Please rewrite, as a numbered list, only the lines of the items below that begin with the line containing "like [(396, 362)]." and run through the line containing "[(574, 300)]", with both of those lines included and any blank lines left out.

(Location identification items)

● ● ●

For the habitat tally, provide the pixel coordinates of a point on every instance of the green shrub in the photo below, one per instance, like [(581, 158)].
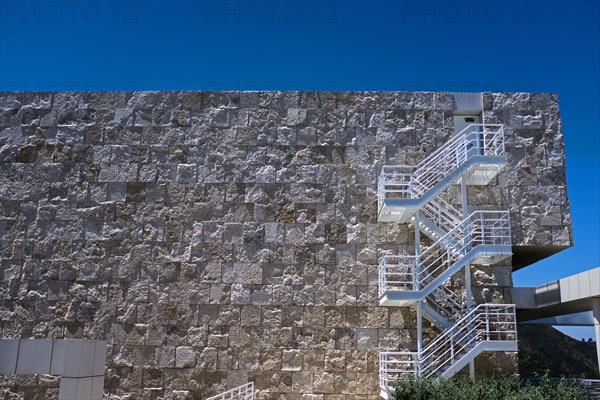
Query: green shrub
[(488, 389)]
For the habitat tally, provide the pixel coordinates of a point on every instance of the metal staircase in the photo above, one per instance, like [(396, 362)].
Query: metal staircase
[(415, 195)]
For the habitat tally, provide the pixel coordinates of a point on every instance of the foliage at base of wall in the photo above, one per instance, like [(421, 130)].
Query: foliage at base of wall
[(488, 389)]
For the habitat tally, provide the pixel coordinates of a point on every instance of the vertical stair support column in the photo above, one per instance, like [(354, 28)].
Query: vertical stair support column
[(468, 294), (418, 286), (596, 315)]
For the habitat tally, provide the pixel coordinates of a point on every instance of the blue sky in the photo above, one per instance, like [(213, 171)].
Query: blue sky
[(547, 46)]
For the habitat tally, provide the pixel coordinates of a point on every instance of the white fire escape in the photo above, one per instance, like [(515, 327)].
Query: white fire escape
[(457, 240)]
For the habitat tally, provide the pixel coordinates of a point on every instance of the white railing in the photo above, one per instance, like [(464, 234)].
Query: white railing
[(244, 392), (485, 323), (411, 182), (397, 273), (411, 273)]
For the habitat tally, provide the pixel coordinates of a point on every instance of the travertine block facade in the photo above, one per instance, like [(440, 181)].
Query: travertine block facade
[(215, 238)]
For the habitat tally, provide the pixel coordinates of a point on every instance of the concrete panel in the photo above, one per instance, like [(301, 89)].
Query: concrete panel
[(58, 353), (97, 391), (34, 357), (584, 284), (595, 282), (467, 102), (99, 358), (9, 349)]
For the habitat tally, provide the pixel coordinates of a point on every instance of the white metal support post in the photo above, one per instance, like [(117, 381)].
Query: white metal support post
[(467, 235), (417, 272), (596, 312)]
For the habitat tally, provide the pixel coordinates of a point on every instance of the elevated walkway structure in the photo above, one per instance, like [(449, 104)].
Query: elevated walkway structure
[(574, 300)]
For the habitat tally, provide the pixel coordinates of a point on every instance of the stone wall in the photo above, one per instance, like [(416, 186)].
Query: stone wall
[(219, 237)]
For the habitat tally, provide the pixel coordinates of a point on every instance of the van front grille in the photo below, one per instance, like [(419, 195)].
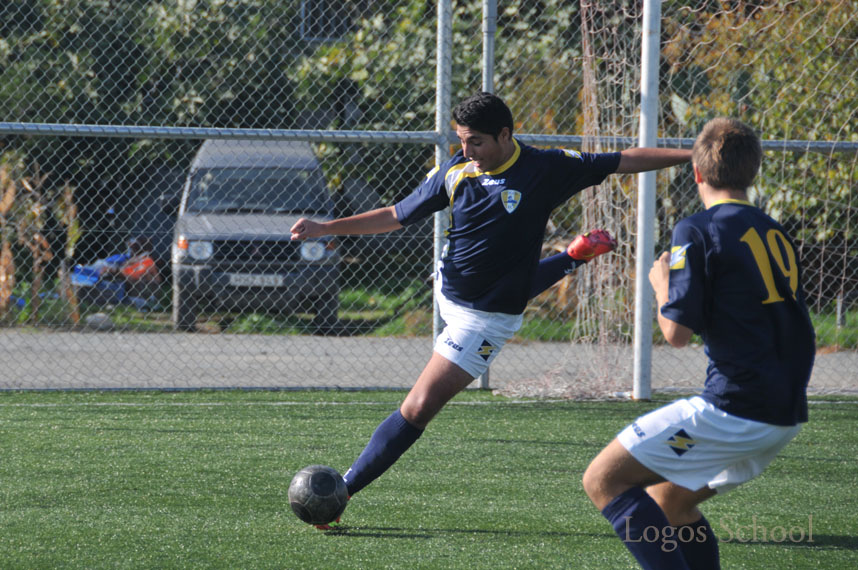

● ● ●

- **RESULT OF THIS EXERCISE**
1. For the habitat tally, provide the pixel coordinates of a point on every instance of the metal staircase in the photo above, one per instance, like [(396, 362)].
2. Query: metal staircase
3. [(415, 195)]
4. For the habitat tally, provide the pixel coordinates of a point on every instance of the foliage at base of wall in the photo above, one per instance, like [(421, 130)].
5. Query: foliage at base of wall
6. [(488, 389)]
7. For the habitat tally, provide the pixel coordinates of a point on every instance of the vertical stair support column in the photo above, one per instance, like [(354, 28)].
8. Query: vertical stair support column
9. [(468, 294), (418, 286), (596, 315)]
10. For the habitat tally, provide the pixel coordinates of a point on every instance of the blue sky in the photo above, one per instance, like [(213, 171)].
11. Query: blue sky
12. [(547, 46)]
13. For the habitat tally, provide the pixel coordinates of a point on every instance of the white fire escape in the photo above, one per instance, like [(515, 327)].
14. Query: white fire escape
15. [(457, 240)]
16. For the habitat tally, provide the pixel coordinates of a point on every instance of the white railing in the photo above, one per instance, like [(464, 234)].
17. Query: white railing
18. [(244, 392), (485, 323), (411, 182), (397, 273), (411, 273)]
19. For the habitat tally, provide the pixel coordinates of a point on every instance of the travertine block facade in the photo above, one per instance, like [(440, 181)].
20. Query: travertine block facade
21. [(215, 238)]
22. For the habitat tally, provide the pixel coordinates of a point on every instance of the concrete panel in the photo above, one per instance, like [(301, 89)].
23. Query: concrete panel
24. [(58, 353), (97, 391), (34, 357), (584, 284), (595, 282), (467, 102), (99, 358), (9, 349)]
25. For the habitat tally, provide the pixel coordinates of a point on every instance of the white metal support post in the photo above, one per instance, like [(117, 381)].
26. Query: white metal support post
27. [(467, 235), (417, 272), (596, 312)]
28. For the habitat tally, provide the pixel coordinates of a point on every instance of the elevated walkway structure in the photo above, one per instance, like [(449, 104)].
29. Query: elevated walkway structure
30. [(574, 300)]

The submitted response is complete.